ОТРЫВОК ИЗ ИСТОЧНИКА
○ ○ ○

Но следствие в руках соплеменника убийц — еврея».

Как профессионал следователь Сергеев прекрасно понимал, что, при имеющихся материалах, при отсутствии трупов, нельзя торопиться давать заключение об убийстве Царской семьи.

Но в то время как криминалист Сергеев считал «важнейшей очередной задачей выяснить, насколько возможно, действительно ли совершилось самое событие преступления», генерал Дитерихс стремился «оповестить мир».

Первое, что сделал новый начальник — вызвал Сергеева на «ковер» (22 января 1919 года) и устроил ему выволочку за то, что тот не дал заключения об убийстве всей Царской семьи. Генерала особенно раздражало то, что Сергеев категорически отрицал причастность к убийству в Екатеринбурге центральной советской власти в Москве и говорил, улыбаясь, что просто смешно об этом думать.

Эта улыбка и решила его судьбу — 23 января 1919 года, т. е. на следующий день, Дитерихс потребовал передать ему «все подлинное производство по делу убийства бывшей Царской семьи и членов Дома, вещи и материалы, принадлежащие членам Семьи и состоявшим при них приближенным лицам, также убитым».

Правда, как выяснилось в настоящее время, Дитерихс сделал это не по своей инициативе, а по личному приказу адмирала Колчака, которому он и передал все следственные материалы.

○ ○ ○

ЗАПИСИ С ДАННЫМИ
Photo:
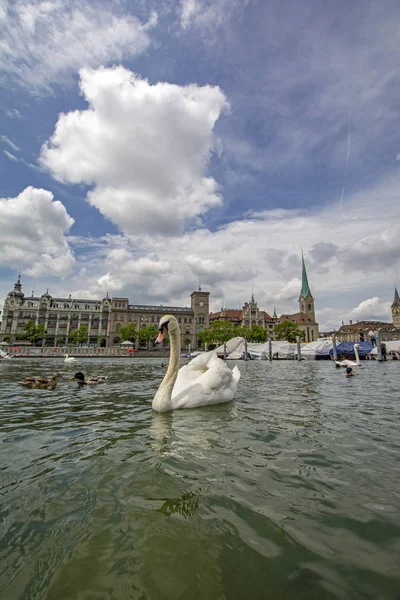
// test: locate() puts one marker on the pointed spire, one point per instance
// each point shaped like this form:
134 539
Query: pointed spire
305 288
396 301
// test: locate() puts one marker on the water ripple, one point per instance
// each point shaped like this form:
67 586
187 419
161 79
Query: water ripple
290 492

○ ○ ○

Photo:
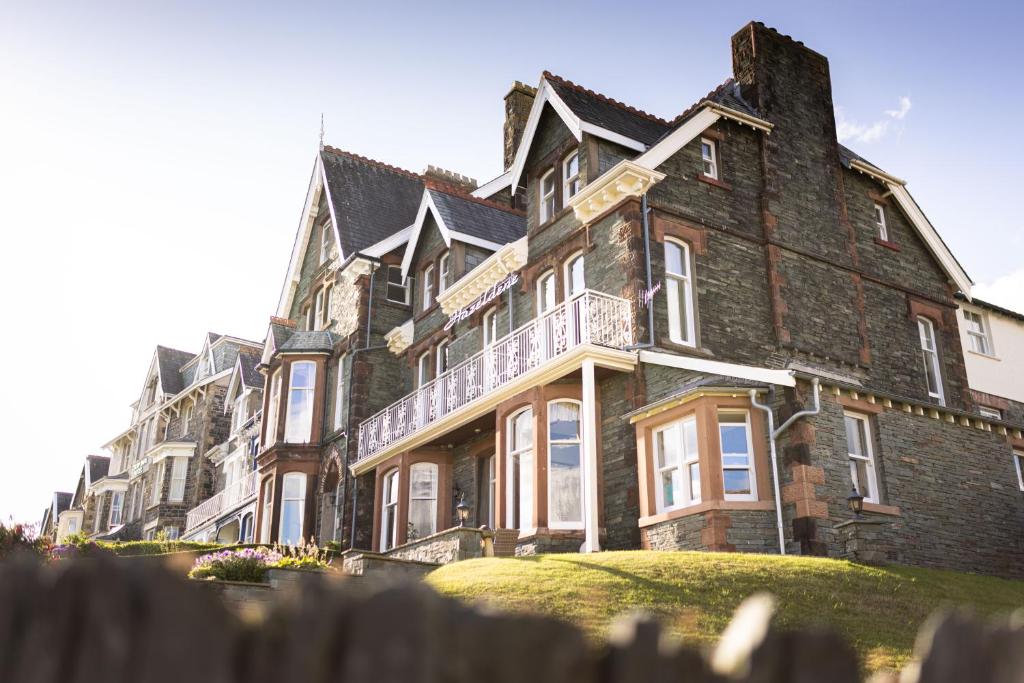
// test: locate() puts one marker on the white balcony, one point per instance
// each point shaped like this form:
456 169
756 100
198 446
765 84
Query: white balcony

○ ○ ○

Продолжи отрывок о следствии по делу об убийстве Царской семьи, начиная сразу после его последнего предложения.

Несмотря на скудность доказательного материала и отсутствие трупов, несмотря на то, что главный и единственный свидетель Павел Медведев еще не был допрошен, министр юстиции Старынкевич в начале февраля 1919 г. поторопился отправить в Париж в Союзнический совет отчет о расследовании в Екатеринбурге. Кратко пересказав материалы следствия, полученные следователем Сергеевым, министр вынужден был упомянуть о слухах, распространившихся не только в Сибири, но и на Западе:





«Несмотря на все факты, доказывающие несомненность наличия гнусного убийства, целый ряд лиц утверждает, что члены Царской семьи не были расстреляны, а были перевезены в Пермь или Верхотурье. Ввиду этого было произведено специальное расследование, которое, однако, не подтвердило эти слухи, так как не нашлось ни одного лица, которое само бы видело отъезд Царской семьи».

То, что министр вынужден был упомянуть об этих слухах, показывает, как широко они распространились.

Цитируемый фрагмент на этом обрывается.